== Problem 1 ==
Transcribe the passage about the International Space Station's future in full, word for word.

== Selected passage ==
But Logsdon says neither company can likely afford a $4 billion-a-year price tag right now, and Tommy Sanford, executive director of Commercial Spaceflight Federation, a coalition of companies working in space, told Newsweek that the companies considering a station would likely rather build their own facilities. "I haven't seen anyone talk about essentially leasing the entire ISS," he said. He was pleased to see $150 million included in the proposed NASA budget for supporting commercial activities in low-Earth orbit as a way to prevent a gap between the ISS and whatever comes next.
The 2024 cut-off isn't arbitrary; that's about the same time frame on which the U.S.'s international partners are currently committed to funding the space station. Russia, 22 European countries, Japan and Canada pitch in about a fifth of the ISS's budget, but Logsdon says he doesn't expect they'll be sad to see the station go. "In a sense, I think they'll feel a sense of relief as long as we also reach out to them to engage them in the next things in exploration," he said.
Just like NASA, they have other things to do with their time and money. "Those space agencies are really research and development organizations that want to build new things," Logsdon added. "Just doing experiments on an existing facility is not very exciting for them."
Right now, NASA is working without an administrator (Trump's nominee for the post has yet to be approved by Congress) or a deputy administrator (no nominee there yet). The budget plan represents the leadership of the White House's space council, created by an executive order and led by Vice President Pence. "It's not like there's no adult in charge," Logsdon said, although he expects the White House to tackle confirmations next, once the budget is settled.

== Problem 2 ==
Format the saved data entries below as a JSON list of strings with one string per line, skipping blank lines. Leave the pictures out.

== Saved data entries ==
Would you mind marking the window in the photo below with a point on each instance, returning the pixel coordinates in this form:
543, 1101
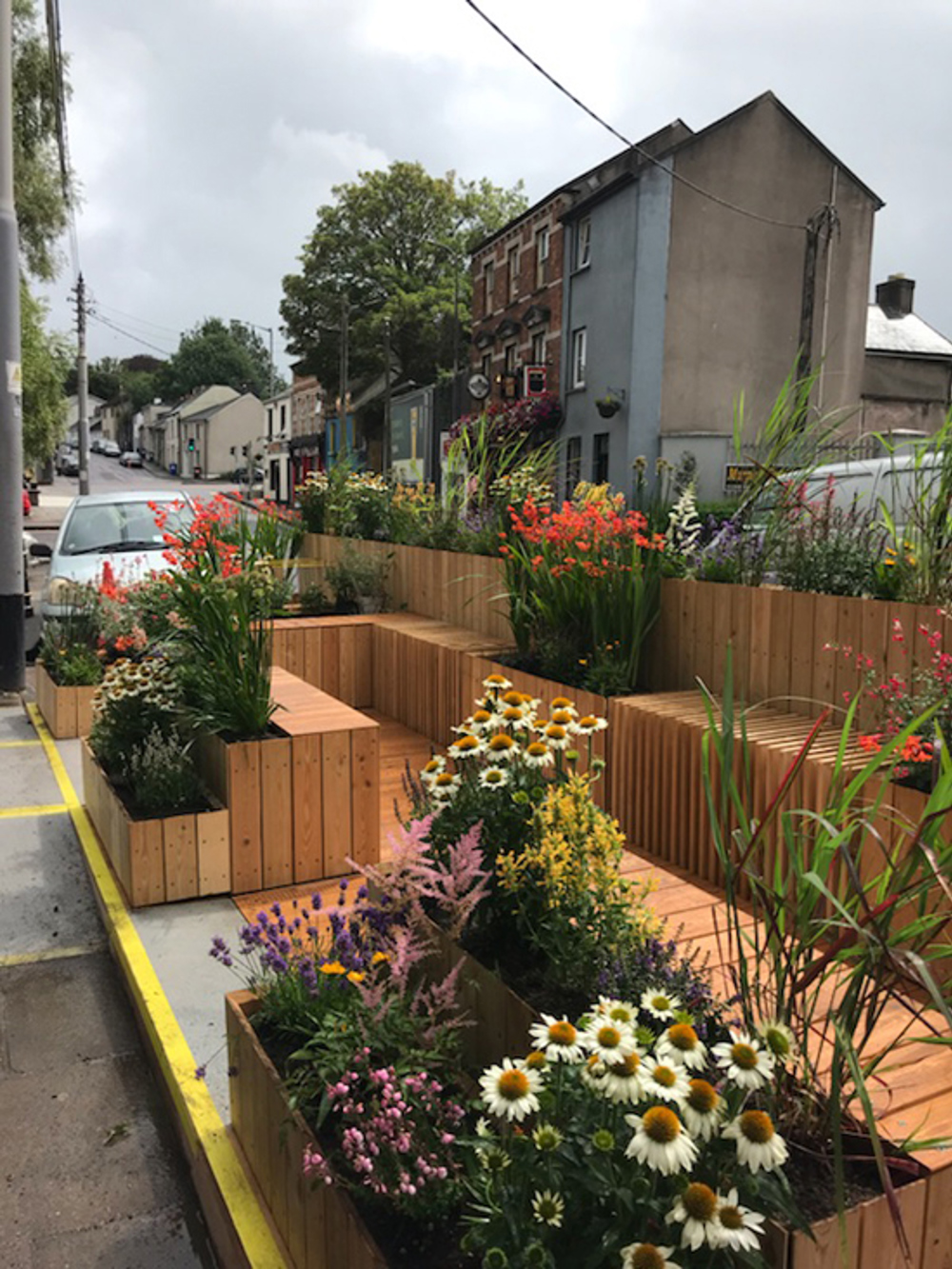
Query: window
573, 465
579, 354
512, 266
583, 243
600, 458
489, 278
543, 256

== Complete response 1 ==
But Logsdon says neither company can likely afford a $4 billion-a-year price tag right now, and Tommy Sanford, executive director of Commercial Spaceflight Federation, a coalition of companies working in space, told Newsweek that the companies considering a station would likely rather build their own facilities. "I haven't seen anyone talk about essentially leasing the entire ISS," he said. He was pleased to see $150 million included in the proposed NASA budget for supporting commercial activities in low-Earth orbit as a way to prevent a gap between the ISS and whatever comes next.
The 2024 cut-off isn't arbitrary; that's about the same time frame on which the U.S.'s international partners are currently committed to funding the space station. Russia, 22 European countries, Japan and Canada pitch in about a fifth of the ISS's budget, but Logsdon says he doesn't expect they'll be sad to see the station go. "In a sense, I think they'll feel a sense of relief as long as we also reach out to them to engage them in the next things in exploration," he said.
Just like NASA, they have other things to do with their time and money. "Those space agencies are really research and development organizations that want to build new things," Logsdon added. "Just doing experiments on an existing facility is not very exciting for them."
Right now, NASA is working without an administrator (Trump's nominee for the post has yet to be approved by Congress) or a deputy administrator (no nominee there yet). The budget plan represents the leadership of the White House's space council, created by an executive order and led by Vice President Pence. "It's not like there's no adult in charge," Logsdon said, although he expects the White House to tackle confirmations next, once the budget is settled.

== Complete response 2 ==
[
  "Would you mind marking the window in the photo below with a point on each instance, returning the pixel coordinates in this form:",
  "543, 1101",
  "Query: window",
  "573, 465",
  "579, 354",
  "512, 266",
  "583, 243",
  "600, 458",
  "489, 278",
  "543, 256"
]